Stored data entries
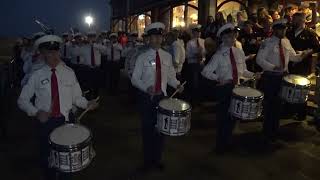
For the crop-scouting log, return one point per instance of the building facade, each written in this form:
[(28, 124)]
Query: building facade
[(134, 15)]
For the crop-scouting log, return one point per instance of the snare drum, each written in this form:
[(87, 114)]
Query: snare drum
[(295, 89), (71, 148), (246, 103), (174, 117)]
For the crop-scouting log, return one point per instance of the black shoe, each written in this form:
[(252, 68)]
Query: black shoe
[(140, 172), (160, 166)]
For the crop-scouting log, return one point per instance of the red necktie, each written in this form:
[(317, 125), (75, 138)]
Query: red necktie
[(112, 52), (281, 52), (234, 68), (93, 63), (65, 51), (158, 74), (55, 102)]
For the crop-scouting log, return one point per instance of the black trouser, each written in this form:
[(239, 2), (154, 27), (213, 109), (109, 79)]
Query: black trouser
[(93, 80), (194, 70), (44, 132), (225, 123), (153, 141), (113, 76), (103, 66), (271, 86)]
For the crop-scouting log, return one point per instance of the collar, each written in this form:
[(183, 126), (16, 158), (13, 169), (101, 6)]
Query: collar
[(298, 31), (275, 38), (58, 67), (223, 47)]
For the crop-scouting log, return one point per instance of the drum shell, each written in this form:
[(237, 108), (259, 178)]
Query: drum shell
[(294, 87), (258, 100), (70, 150), (174, 117)]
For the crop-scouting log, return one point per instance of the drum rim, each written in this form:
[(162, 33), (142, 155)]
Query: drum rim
[(85, 143), (174, 112), (80, 169), (247, 97), (295, 85)]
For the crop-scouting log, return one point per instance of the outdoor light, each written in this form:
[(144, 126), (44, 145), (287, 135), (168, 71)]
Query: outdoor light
[(88, 20)]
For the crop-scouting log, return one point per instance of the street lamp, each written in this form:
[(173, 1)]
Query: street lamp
[(88, 20)]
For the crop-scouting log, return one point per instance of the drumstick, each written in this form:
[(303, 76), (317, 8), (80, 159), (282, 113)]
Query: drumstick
[(88, 109), (177, 90)]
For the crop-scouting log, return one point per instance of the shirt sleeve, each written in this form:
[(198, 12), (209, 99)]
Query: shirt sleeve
[(262, 58), (137, 75), (209, 71), (189, 50), (293, 56), (27, 93), (176, 54), (245, 72), (172, 78), (77, 98)]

**STATED PROBLEM:** Repeat all of the data above word for word, omitting the pictures.

**RESULT FOR THIS EXERCISE:**
For the crop-scouting log, return one point per instance of the building facade, each written in this form:
[(28, 124)]
Query: building facade
[(134, 15)]
For the crop-scouting log, return one point per instance of the snare drum, each written in this form:
[(87, 114)]
Query: snare drum
[(295, 89), (71, 148), (246, 103), (174, 117)]
For the crop-scouting log, return one point per instance of the black shoe, each written in this form:
[(252, 68)]
Query: black shoe
[(140, 172), (160, 166)]
For the crop-scouting log, return one point per instance of the red necktie, each written in this form:
[(317, 125), (75, 138)]
Query: red necktie
[(112, 52), (281, 52), (234, 68), (93, 63), (65, 51), (158, 74), (55, 102)]
For the crop-scouting log, return one point per instance of the black trouser, each written in this form:
[(239, 2), (154, 27), (213, 109), (109, 79)]
Query: black trouser
[(93, 80), (194, 70), (44, 132), (225, 123), (153, 141), (113, 76), (103, 66), (271, 86)]
For the crop-scouting log, return one point per instance of the collar, each written in this form:
[(183, 126), (16, 158), (13, 169), (101, 6)]
Query: collar
[(298, 31), (275, 38), (58, 67), (223, 47)]
For the crop-scouting log, return one point per instance of the drum shell, each written in this form:
[(237, 108), (259, 178)]
Query: drum shell
[(294, 87), (258, 100), (70, 150), (174, 117)]
For the crop-scouting log, return one point per instance of the drum rim, each written in this form:
[(162, 33), (142, 155)]
Query: drum rim
[(85, 143), (174, 112), (80, 169), (247, 97), (295, 85)]
For the crop-scouting log, return one point per instance of the outdoor light, each written in this form:
[(144, 126), (44, 145), (287, 135), (168, 71)]
Query: outdoor light
[(88, 20)]
For the crop-scouting log, return one point per instance of the street lamp, each written in this form:
[(173, 1)]
Query: street lamp
[(88, 20)]
For the crop-scouting log, return one point per instance of the drumstick, each written in this form:
[(303, 76), (317, 8), (80, 159), (282, 113)]
Query: drumstick
[(88, 109), (177, 90)]
For the crop-scouting log, return one point per instance of the shirt sleeve, each written in this form:
[(198, 12), (209, 99)]
Query: shirt sleeve
[(262, 58), (137, 75), (209, 71), (189, 50), (293, 56), (27, 93), (176, 54), (245, 72), (172, 78), (77, 98)]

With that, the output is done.